▶ _PROBLEM SET_:
a) In the forum thread comparing the Giant Anthem 3 and Trance 3, why does the original poster lean toward the Anthem?
b) In the Anthem versus Trance forum thread, what budget does the original poster have for a bike?
c) Write what comes next in the forum thread comparing the Giant Anthem 3 and Trance 3, after its last post.

▶ _SOURCE PASSAGE_:
---------------
# Giant Anthem 3 (2018) Vs Giant Trance 3 (2018)



## NebWaldron (Mar 9, 2018)

Hey Guys!

I'm a hardcore hardtailer but looking to up my game with a full sus. I have about £2000 for a bike and found that I like both the Giant Anthem 3 2018 and the Giant Trance 3 2018.

I'm kind of edging thwards the anthem because I do a lot of climbing and I like the Rockshox slightly more than the Suntour Aion. There will be hills coming down but enough to warrant an exta 20mm? I don't know?

I do however like the 1x10 running on both, and I will be upgrading the brakes straight away.

I'm kind of limited to Tredz as I get 25% discount off everything 

So, what would you guys recommend?

Thanks


----------



## phlegm (Jul 13, 2006)

Welcome! These are very similar bikes, right down to the bottom bracket.

FWIW, I'd also lean to your choice. The Anthem should be a bit lighter, and I'd prefer the Rockshox as well. You're basically making a suspension choice, as everything else is nearly identical as far as I can tell. 

The only other thing would be a geo difference between the frames, but I can't speak to that. Unsure if that would make one bike different enough from the other - someone may know.


----------



## NebWaldron (Mar 9, 2018)

Yeah there is'nt very much difference as you said, and if I'm honest, I do rather the anthem's colours over the trance. I wont be buying for a few weeks so it does give me some time to look around a bit more! 
Thanks for your help


----------



## acedeuce802 (Jun 30, 2017)

Do you have a chance to demo them? Or at least demo an XC FS and a Trail FS? 20mm travel and geometry changes will alter how they feel quite a bit. A Trance still climbs very well, but will be a bit heavier. It'll be better suited for descending though. If you're racing, Anthem for sure (but you'd probably want a 29er in that case). If you're just riding for fun, the Trance will be more "up-for-anything".
---------------
(Records from a dataset)

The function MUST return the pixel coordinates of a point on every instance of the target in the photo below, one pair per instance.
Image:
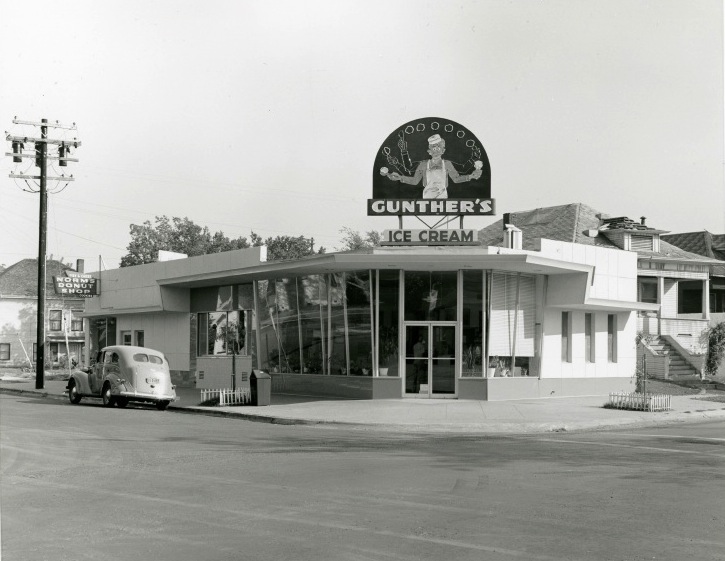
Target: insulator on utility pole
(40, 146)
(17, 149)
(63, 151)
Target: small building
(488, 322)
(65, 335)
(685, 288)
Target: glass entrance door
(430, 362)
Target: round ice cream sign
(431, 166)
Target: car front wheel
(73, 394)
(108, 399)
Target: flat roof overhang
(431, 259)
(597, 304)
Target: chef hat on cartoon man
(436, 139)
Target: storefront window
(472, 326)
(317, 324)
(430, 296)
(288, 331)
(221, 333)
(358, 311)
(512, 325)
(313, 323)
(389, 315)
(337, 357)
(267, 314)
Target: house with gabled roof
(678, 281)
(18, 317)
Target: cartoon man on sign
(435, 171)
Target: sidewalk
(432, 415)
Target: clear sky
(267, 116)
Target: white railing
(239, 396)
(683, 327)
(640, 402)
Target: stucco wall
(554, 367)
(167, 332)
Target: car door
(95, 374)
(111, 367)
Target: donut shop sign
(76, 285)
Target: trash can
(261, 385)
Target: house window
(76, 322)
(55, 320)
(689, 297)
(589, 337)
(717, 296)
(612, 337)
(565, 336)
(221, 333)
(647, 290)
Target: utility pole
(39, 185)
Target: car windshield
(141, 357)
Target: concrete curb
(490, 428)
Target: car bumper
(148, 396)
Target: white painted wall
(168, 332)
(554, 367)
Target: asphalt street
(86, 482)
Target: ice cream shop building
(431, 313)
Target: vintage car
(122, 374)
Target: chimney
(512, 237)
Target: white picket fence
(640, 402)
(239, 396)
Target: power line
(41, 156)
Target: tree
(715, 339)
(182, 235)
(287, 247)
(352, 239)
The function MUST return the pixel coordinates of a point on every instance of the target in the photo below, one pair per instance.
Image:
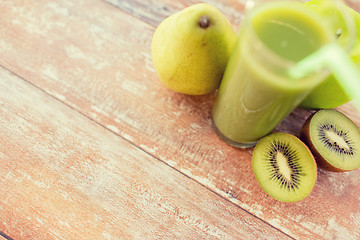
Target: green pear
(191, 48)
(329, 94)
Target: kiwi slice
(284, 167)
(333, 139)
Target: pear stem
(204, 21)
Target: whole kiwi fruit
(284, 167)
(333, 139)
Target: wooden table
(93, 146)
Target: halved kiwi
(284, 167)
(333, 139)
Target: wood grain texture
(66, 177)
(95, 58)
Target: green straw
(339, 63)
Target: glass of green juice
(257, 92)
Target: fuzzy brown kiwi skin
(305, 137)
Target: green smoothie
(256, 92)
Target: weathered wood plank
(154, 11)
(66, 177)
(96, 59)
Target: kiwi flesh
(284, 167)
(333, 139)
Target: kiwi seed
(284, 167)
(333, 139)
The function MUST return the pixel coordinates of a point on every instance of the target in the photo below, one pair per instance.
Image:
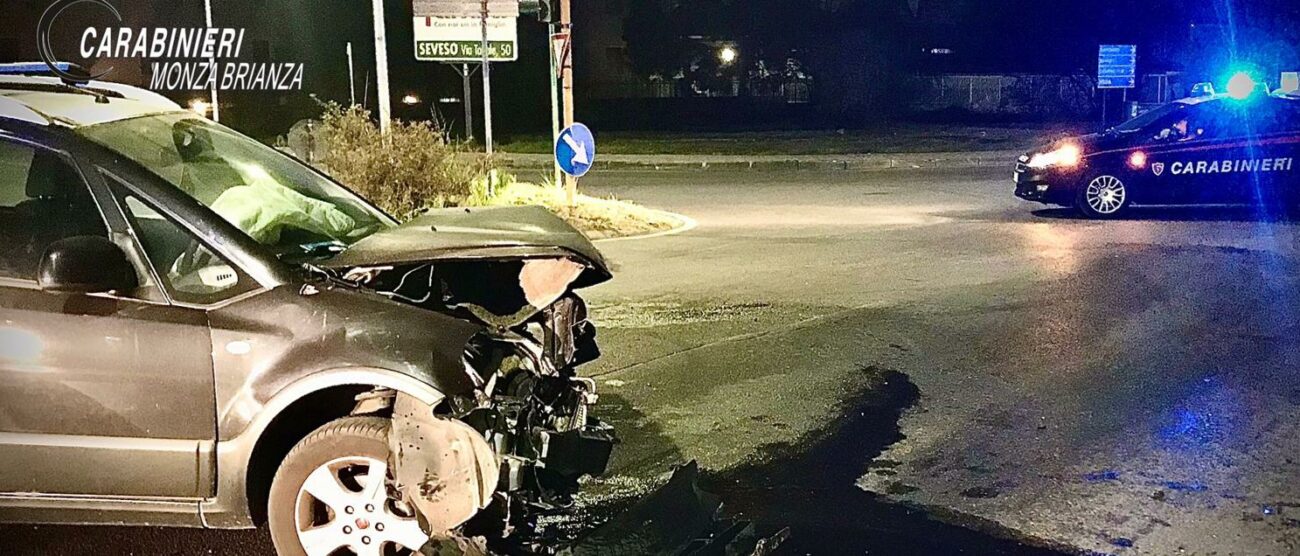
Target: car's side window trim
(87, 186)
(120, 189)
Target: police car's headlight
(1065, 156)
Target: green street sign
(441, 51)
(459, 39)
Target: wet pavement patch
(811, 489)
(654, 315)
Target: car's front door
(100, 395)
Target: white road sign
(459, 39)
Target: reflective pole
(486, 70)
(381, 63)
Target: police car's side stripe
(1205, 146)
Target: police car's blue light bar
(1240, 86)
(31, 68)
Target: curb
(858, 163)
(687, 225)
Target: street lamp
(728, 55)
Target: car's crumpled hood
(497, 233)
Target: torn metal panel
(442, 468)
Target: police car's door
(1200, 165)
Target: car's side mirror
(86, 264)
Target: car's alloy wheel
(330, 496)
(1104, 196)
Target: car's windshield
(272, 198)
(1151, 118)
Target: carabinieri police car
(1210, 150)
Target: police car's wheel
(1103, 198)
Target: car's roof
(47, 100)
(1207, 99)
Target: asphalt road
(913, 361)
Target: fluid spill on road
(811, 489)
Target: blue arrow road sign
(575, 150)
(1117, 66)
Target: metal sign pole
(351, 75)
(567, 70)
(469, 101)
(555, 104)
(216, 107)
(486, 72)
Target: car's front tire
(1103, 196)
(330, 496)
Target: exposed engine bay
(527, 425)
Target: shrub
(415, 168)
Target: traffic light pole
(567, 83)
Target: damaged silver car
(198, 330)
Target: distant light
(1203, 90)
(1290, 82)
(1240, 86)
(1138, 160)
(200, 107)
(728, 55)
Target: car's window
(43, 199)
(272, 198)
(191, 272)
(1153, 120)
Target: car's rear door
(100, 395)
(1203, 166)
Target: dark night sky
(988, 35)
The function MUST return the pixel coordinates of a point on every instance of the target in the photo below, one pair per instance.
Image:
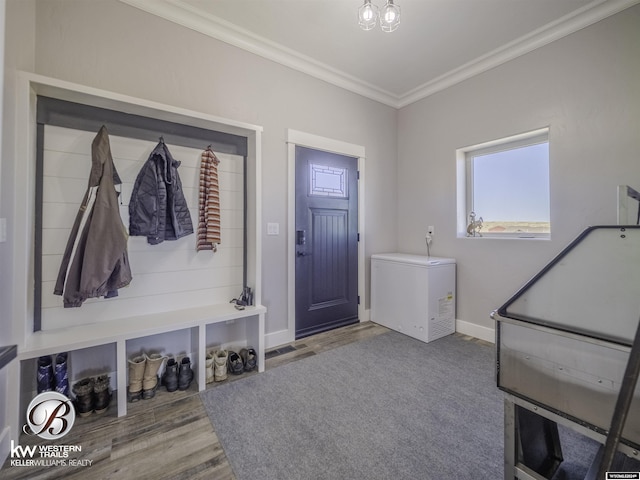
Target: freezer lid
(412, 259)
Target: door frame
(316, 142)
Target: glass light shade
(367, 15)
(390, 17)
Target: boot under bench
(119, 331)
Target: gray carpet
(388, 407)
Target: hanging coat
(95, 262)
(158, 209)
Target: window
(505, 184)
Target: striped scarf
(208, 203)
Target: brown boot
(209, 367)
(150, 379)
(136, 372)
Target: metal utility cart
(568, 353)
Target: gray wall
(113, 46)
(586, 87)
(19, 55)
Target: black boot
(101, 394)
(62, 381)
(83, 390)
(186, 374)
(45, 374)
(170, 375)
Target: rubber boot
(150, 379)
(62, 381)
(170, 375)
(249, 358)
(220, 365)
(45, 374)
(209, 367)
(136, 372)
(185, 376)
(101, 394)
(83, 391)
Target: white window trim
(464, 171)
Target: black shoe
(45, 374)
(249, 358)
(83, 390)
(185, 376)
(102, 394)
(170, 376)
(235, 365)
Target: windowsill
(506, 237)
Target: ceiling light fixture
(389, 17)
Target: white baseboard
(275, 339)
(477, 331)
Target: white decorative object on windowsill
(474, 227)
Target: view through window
---------------
▶ _ANSWERS FOR THE EXERCISE_:
a) The poster does a lot of climbing and likes the Rockshox suspension slightly more than the Suntour Aion on the Trance.

b) About £2000.

c)
----------



## eb1888 (Jan 27, 2012)

Scott makes better geo short travel 29s.
https://www.tredz.co.uk/.Scott-Spar...ike-2018-Trail-Full-Suspension-MTB_112415.htm


----------



## roadkill401 (Mar 14, 2017)

I rode both the Anthem2 and the Trance 2 and personally could not tell much between the two in as far as ride quality. The Anthem was a bit lighter and so I went with that one as in my part of the world, we don't have large mountains that you take a gondila to the top and a couple of hours to get down. We have short subby hills that you have to ride up if you want to have a bit of fun to ride back down. And the getting up them part is far more worse, so weight and climb is everything to me.


----------



## armii (Jan 9, 2016)

I don't race but to me more suspension is more fun. I demoed a lot of bikes and was going to buy a Trance, but ended up with an Evil Insurgent 150mm rear 160mm front, and I think it climbs as well as a Trance. And over rough, slow technical stuff it is great. Back to the question, I liked the Trance better than the Anthem, but both are very nice.


----------



## NebWaldron (Mar 9, 2018)

Update: Going for a Giant Trance 2 now instead. Won over the Mrs and now I'm going for the Trance 2.


----------



## Naolin (Jun 7, 2016)

NebWaldron said:


> Update: Going for a Giant Trance 2 now instead. Won over the Mrs and now I'm going for the Trance 2.


Where do you live and what size do you need? i'm selling my Trance 2 2017 for under 2K, mine is a small


----------



## NebWaldron (Mar 9, 2018)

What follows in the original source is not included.